CONSEGNE:
a. Riassumi in due frasi il brano sui libri scolastici.
b. Prosegui il brano sui libri scolastici a partire dal punto in cui si interrompe.

━━ BRANO ━━

Alla
luce della mia esperienza professionale, ho avuto modo di riscontrare
come i libri scolastici siano in genere (non sempre) di un tedio
mortale, in quanto aridi, se non addirittura vuoti, spesso banali,
convenzionali o stereotipati, per cui non agevolano affatto l’opera
dell’insegnante, ma al massimo servono quali noiosi eserciziari e
testi di verifica. Ne consegue che la passione per i libri e la
cultura non si potrà mai accendere in seguito ad uno studio
acritico, cioè meccanico e mnemonico, condotto sui testi
adottati a scuola, che rischiano di sortire l’effetto esattamente
contrario, ossia il disamore e la disaffezione verso lo studio, i
libri e la scuola.
La
ripetitività e la prevedibilità sono le più
acerrime ed antitetiche avversarie della passione e
dell’immaginazione creativa.
Le
prime provocano la morte spirituale, la cessazione del "viaggio
intellettuale" che un buon libro riesce a stimolare. Viaggio
inteso e vissuto come incessante avventura dello spirito e
dell’immaginazione.
Le
seconde suscitano quegli input utili e necessari all’opera della
ricerca e della scoperta del sapere, da vivere come un piacere
ludico, un divertimento. Voce che, non a caso, discende dall’etimo
latino "di-vertere", che sta per variare, deviare, cambiare
e diversificare. Vale a dire l’esatto contrario della ripetitività,
della prevedibilità e della monotonia, che generano noia ed
uccidono il desiderio della conoscenza, spegnendo la fiamma che
spinge ad impossessarsi del sapere e della cultura.

━━━
━━ VOCI ESTRATTE ━━

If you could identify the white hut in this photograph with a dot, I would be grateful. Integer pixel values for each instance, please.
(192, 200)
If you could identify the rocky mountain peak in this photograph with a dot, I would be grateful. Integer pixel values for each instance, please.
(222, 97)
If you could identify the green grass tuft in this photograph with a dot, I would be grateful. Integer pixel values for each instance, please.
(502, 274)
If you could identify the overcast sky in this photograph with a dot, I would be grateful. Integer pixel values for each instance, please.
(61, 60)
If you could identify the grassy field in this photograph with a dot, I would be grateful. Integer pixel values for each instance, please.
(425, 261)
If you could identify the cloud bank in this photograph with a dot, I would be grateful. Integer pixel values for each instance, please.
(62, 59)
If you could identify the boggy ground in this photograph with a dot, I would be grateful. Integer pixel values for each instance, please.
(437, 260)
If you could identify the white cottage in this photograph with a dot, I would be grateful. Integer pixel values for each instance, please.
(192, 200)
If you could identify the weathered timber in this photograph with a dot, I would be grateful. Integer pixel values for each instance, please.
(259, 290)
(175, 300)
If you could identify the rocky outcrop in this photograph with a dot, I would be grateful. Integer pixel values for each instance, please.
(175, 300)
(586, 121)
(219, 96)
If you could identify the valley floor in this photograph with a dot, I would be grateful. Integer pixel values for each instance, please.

━━━

RISPOSTE:
a. Il brano giudica i libri scolastici in genere noiosi, aridi e stereotipati, e osserva che uno studio meccanico e mnemonico condotto su di essi non accende la passione per la cultura ma rischia di produrre disamore verso lo studio, i libri e la scuola. Ripetitività e prevedibilità interrompono il "viaggio intellettuale" e spengono il desiderio di conoscenza, mentre passione e immaginazione creativa stimolano la ricerca del sapere vissuta come divertimento, parola che deriva dal latino "di-vertere".

b.
È
questo il fine primario della scuola: accompagnare i ragazzi nel
viaggio "avventuroso" che li conduce alla vera mèta,
ossia il piacere della scoperta e del sapere, non certo il voto
scritto sulla pagella. Gli alunni (ed i loro genitori) dovrebbero
comprendere che lo studio e l’istruzione scolastica servono alla loro
maturazione culturale ed al loro avvenire, e non a conseguire buoni
voti, come invece accade nella stragrande maggioranza dei casi e
nella migliore delle ipotesi, ben sapendo che numerosi allievi non
amano affatto lo studio.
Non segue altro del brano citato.